OBJECTIVES:
1) Answer each question from the panel review below.
(a) Which two authors call the myth of learning to write once the "inoculation approach"?
(b) In which city was the 2018 SECAC Conference held?
(c) Who proposed and chaired the sister panel?
2) Supply the next paragraph of the panel review below, picking up after its final sentence.

PASSAGE SHOWN:
• • • •
Teaching Art History and Writing II: SECAC Conference Panel Review
Many of us have overheard the frustrated professorial refrain, “My students should have learned how to write in their Freshman Composition class!” Perhaps some of us are even guilty of such utterances ourselves. But this myth, which Linda S. Bergmann and Janet Zapernick call the “inoculation approach” to writing instruction, creates a false separation between writing skills and content, between medium and message.[1] In fact, much art historical inquiry happens through the act of writing itself; formulating words, sentences, and paragraphs is a means of producing knowledge rather than simply expressing it. The ability to write articulately – along with visual literacy and critical thinking skills – is one of the distinct ways that an Art History education can foster a sense of agency. Accordingly, much is at stake in developing art historical writing skills at all levels of the curriculum, for majors and non-majors alike.
The panel Teaching Art History and Writing II at the 2018 SECAC Conference in Birmingham, Alabama, explored these issues. Similar to its sister panel proposed and chaired by Dr. Lindsay Alberts of Savannah College of Art and Design, the speakers approached the process of teaching art historical writing from diverse perspectives. Yet despite their differences, all shared the belief that Art Historical writing is an embodiedact. Whether considering questions of audience, creating interactive assignments, or fostering collaboration, each author foregrounded student agency as a meaningful strategy for enhancing their pedagogy.
• • • •
DATASET:

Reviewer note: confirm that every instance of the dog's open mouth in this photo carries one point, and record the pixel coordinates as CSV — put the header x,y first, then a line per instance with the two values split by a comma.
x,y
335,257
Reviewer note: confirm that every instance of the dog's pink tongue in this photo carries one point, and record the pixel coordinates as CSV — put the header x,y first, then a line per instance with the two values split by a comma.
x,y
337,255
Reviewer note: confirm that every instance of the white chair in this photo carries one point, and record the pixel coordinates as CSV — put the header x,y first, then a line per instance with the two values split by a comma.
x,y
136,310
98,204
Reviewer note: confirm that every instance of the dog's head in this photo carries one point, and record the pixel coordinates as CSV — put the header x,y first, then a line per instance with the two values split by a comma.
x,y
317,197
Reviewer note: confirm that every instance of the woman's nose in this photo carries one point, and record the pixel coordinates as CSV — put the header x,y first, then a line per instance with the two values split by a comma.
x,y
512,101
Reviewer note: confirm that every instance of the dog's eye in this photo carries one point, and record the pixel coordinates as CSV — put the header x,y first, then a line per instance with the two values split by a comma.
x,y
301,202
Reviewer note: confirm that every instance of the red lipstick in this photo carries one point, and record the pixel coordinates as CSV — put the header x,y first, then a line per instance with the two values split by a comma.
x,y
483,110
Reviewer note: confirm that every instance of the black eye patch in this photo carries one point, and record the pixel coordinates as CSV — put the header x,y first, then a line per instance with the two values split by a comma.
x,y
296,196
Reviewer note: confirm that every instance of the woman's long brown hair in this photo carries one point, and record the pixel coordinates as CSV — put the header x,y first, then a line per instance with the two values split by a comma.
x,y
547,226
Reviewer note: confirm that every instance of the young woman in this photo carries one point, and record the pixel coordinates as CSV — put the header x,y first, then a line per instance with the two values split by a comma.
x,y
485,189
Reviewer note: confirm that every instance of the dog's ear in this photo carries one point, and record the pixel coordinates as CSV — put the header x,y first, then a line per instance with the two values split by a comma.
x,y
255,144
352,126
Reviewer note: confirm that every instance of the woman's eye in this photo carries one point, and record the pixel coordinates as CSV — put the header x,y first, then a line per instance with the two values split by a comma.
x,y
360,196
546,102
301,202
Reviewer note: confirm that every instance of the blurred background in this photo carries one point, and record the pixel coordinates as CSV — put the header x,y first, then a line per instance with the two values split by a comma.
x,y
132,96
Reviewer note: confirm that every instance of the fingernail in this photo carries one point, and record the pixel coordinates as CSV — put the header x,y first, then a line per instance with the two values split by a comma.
• • • •
ANSWERS PROVIDED:
1)
(a) Linda S. Bergmann and Janet Zapernick
(b) Birmingham, Alabama
(c) Dr. Lindsay Alberts of Savannah College of Art and Design

2)
Jenevieve De Los Santos discussed her use of creative writing prompts to scaffold toward larger visual analysis assignments with upper-level high school students and first-year college students. Her paper “Learning to Look, Learning to Write: Fostering Critical Thinking Skills in High School and First-Year College Students through Art Historical Writing” explored the value in breaking down the traditional visual analysis paper by allowing students to approach art works creatively without the stress of disciplinary jargon or historical context. Using Lev Vygotsky’s “Zone of Proximal Development” as a framework, she argued that creative writing assignments allowed students to first hone their close looking skills through prompts that focused on direct and detailed observation prior to engaging in more complex aspects of synthesis and analytical writing. Her presentation featured three sample prompts with three accompanying student-writing tasks. The first prompt “World Pile” asked students to generate a list of terms an image called to mind. In the second stage, students used their “Word Piles” to build poems, dialogues, or creative narratives. In “Creative Conversation” students, without historical context, created an imagined dialogue between group portraits or two figural representations in order to force students to build upon those initial exercises with subsequent, incrementally longer assignments. The third example asked students to create a “Character Profile” for a figure in an assigned unknown image, crafting a backstory and reflecting upon their emotional state as depicted in the art work. All three of these exercises connected to the final task of merging these observations into a comparative visual analysis paper.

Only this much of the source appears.